TASK TO COMPLETE: Set out the records below again exactly; skip the images.

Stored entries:
++++++++++

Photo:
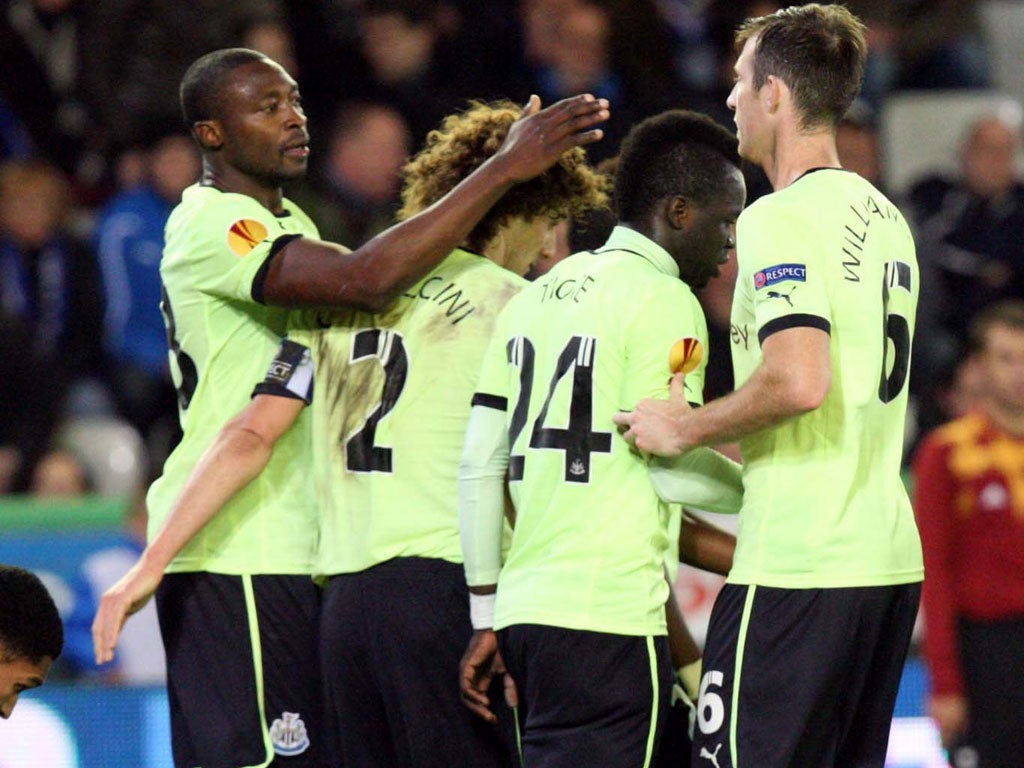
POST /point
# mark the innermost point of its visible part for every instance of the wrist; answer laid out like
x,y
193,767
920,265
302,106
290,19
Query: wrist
x,y
689,677
481,610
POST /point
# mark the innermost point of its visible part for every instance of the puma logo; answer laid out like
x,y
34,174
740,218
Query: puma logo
x,y
779,295
712,756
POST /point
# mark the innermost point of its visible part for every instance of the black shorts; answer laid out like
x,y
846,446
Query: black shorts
x,y
391,640
802,677
243,675
588,698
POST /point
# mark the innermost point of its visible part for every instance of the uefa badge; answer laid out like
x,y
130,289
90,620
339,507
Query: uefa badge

++++++++++

THE COMPLETED TASK:
Photo:
POST /point
# mark the innermost point of its visible part for every instance of the wrist; answer laid out like
x,y
193,767
920,265
302,106
290,19
Query: wrist
x,y
689,677
481,610
POST /point
# mark the innermost point of its visible part for every instance of the puma logo; answer laid out like
x,y
34,174
740,218
Query: puma logo
x,y
779,295
712,756
POST /point
# mark the innermost point of its visible part for every instance of the black shorts; answer laid out like
x,y
846,446
Query: black shorts
x,y
391,640
802,677
243,675
588,698
POST /point
# mark the innermost point of its visible part for every instance of the uefa badge; answer laid out like
x,y
130,289
90,620
339,507
Query: uefa badge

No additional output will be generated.